SOURCE TEXT:
------------------------------------------------------------
Week 10: ApacheSpark Streaming Flashcards
Spark Streaming
It’s an extension of the core Spark ABI that allows for scalable, high-throughput, fault-tolerant stream processing of live data streams.
Properties of Spark Stream:
1. Scales to hundreds of nodes
2. Achieves second-scale latencies
3. Efficiently recovers from failures
4. Integrates with batch and interactive processing.
Input sources include, but aren’t limited to:
1. Kafka
2. Flume
3. HDFS/S3
4. Kinesis
5. Twitter
Output destinations include, but aren’t limited to:
1. HDFS
2. Databases
3. Dashboards
Unified Stack
A system of handling various big data processing tasks using a single framework.
Pros:
1. Explore data interactively (in shell) to identify problems.
2. Use the same code that you used in shell also in Spark for processing large logs.
3. Use similar code in Spark Streaming for realtime processing.
Spark Streaming: Applications
- Social media sites like Twitter need to discover malicious campaigns in realtime.
- Datacentres receive streams of logs from many clusters, e.g. Flume. They want to detect problems.
- Advertisers want to understand who clicks on their pages in realtime.
Data Streaming: Challenges
Data size calls for a very large cluster environment. More cluster nodes lead to more faults are likely. More cluster nodes also mean that slow nodes are likely.
Quick recovery is important because we don’t want to lose useful data. For example, click logs for advertising and social media accounts that may be affected by malicious campaign.
Discretised Streams (D-Streams)
Run a streaming computation as a series of very small, deterministic batch jobs.
Workflow:
1. Cut the stream into batches of X seconds.
2. Treat each batch as RDD and process it using RDD operations.
3. Finally, return the processed results of the RDD operations in batches.
In order to generate a RDD in each batch intervals, the DStream keeps:
1. Dependencies, a list of dependent (parent) DStreams
2. Slide interval, the interval at which it will compute RDD’s.
3. Function, to compute RDD at a time t.
Note that flatMap can be applied to both RDD’s to make new RDD’s and to DStreams, specifically batches of data it receives over time.
Pros:
1. Low latency, batch size X as low as 0.5 seconds.
2. RDD’s can store batch data, we can combine batch processing and streaming processing.
Cons:
1. Batches of a discredited stream of smaller than 0.1 seconds can’t be created.
Example: Get hashtags from Twitter
val tweets = ssc.twitterStream()
val hashTags1 = tweets.flatMap(status => getTags(status)).saveAsHadoop Files(“hdfs://…”)
val hashTags2 = tweets.flatMap(status => getTags(status)).foreach(hashTagRDD => {…})
tweets is a DStream, a sequence of RDD’s representing a stream of data. Remember that RDD’s are immutable and distributed.
hashTags1 is a new DStream, transformed by a flatMap (transformations modify data in one DSTream to create another Dstream, hashTags, containing Tags in this case), and saveAsHadoopFiles is an output operation to push data to an external storage (here HDFS).
hashTags2 is a new DStream, transformed by a flatMap, and runs the for each function.
Python Example 1:
from __future__ import print_function
import sys
from pyspark import SparkContext
from pyspark.streaming import StreamingContext
if __name__ == “__main__”:
if len(sys.argv) != 2:
print(“Usage: hdfs_wordcount.py <directory>", file=sys.stderr)
------------------------------------------------------------
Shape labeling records

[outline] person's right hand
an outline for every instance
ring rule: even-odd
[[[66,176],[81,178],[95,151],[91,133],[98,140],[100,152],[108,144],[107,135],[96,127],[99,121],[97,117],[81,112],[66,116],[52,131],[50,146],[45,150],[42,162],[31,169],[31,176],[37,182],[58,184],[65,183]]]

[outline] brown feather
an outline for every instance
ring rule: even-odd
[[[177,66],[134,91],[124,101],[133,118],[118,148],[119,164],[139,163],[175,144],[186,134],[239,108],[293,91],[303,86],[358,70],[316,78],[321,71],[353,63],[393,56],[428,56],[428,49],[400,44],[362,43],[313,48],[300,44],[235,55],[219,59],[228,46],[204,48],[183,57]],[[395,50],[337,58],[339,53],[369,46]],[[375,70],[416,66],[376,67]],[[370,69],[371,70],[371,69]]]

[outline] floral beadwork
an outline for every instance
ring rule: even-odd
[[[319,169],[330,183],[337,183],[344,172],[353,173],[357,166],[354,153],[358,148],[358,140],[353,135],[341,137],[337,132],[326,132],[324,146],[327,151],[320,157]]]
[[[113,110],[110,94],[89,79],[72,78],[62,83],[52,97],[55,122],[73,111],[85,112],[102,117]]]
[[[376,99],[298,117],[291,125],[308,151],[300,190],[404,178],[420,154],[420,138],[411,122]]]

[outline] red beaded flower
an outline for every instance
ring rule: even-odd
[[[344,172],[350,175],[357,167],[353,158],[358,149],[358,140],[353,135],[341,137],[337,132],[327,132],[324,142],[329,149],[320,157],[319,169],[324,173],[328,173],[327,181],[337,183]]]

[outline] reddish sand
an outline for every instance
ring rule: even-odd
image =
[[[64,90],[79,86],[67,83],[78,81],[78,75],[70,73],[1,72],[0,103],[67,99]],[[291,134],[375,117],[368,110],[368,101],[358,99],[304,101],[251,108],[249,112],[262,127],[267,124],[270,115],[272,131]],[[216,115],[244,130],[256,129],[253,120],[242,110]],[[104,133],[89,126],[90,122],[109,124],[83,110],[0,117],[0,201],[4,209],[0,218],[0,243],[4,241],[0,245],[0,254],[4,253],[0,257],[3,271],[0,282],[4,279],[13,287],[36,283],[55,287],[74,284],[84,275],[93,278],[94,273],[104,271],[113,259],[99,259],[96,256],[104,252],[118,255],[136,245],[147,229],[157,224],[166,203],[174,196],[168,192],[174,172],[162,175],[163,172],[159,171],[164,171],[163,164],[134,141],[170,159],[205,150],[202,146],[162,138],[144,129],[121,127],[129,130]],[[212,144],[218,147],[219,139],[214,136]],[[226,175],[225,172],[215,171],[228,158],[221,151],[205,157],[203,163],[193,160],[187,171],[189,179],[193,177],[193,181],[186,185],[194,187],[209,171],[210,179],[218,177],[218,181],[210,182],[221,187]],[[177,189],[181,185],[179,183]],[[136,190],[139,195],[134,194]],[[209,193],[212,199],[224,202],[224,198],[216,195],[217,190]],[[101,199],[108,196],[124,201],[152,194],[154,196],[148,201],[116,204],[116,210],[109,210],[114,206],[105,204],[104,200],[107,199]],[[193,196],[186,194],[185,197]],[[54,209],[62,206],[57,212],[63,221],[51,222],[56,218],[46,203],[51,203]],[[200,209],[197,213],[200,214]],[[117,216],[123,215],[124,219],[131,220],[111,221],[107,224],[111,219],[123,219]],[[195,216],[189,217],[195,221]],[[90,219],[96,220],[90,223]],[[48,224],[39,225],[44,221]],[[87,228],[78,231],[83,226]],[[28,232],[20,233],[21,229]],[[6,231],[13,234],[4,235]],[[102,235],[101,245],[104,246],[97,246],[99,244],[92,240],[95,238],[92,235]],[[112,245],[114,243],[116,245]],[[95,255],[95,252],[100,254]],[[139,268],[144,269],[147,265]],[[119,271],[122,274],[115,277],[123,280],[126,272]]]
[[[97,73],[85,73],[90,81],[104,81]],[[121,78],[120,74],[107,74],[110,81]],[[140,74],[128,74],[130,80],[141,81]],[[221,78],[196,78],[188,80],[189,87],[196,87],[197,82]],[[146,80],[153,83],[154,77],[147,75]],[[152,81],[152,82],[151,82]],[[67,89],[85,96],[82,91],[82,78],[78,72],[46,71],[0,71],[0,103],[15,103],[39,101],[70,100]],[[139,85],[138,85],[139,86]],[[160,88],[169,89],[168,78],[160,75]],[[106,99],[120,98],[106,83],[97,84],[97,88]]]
------------------------------------------------------------
STATED GOAL: In the Spark Streaming flashcards, how low can the batch size X go for discretized streams? The rows above stand apart from the Spark Streaming flashcards.

RESULT: As low as 0.5 seconds.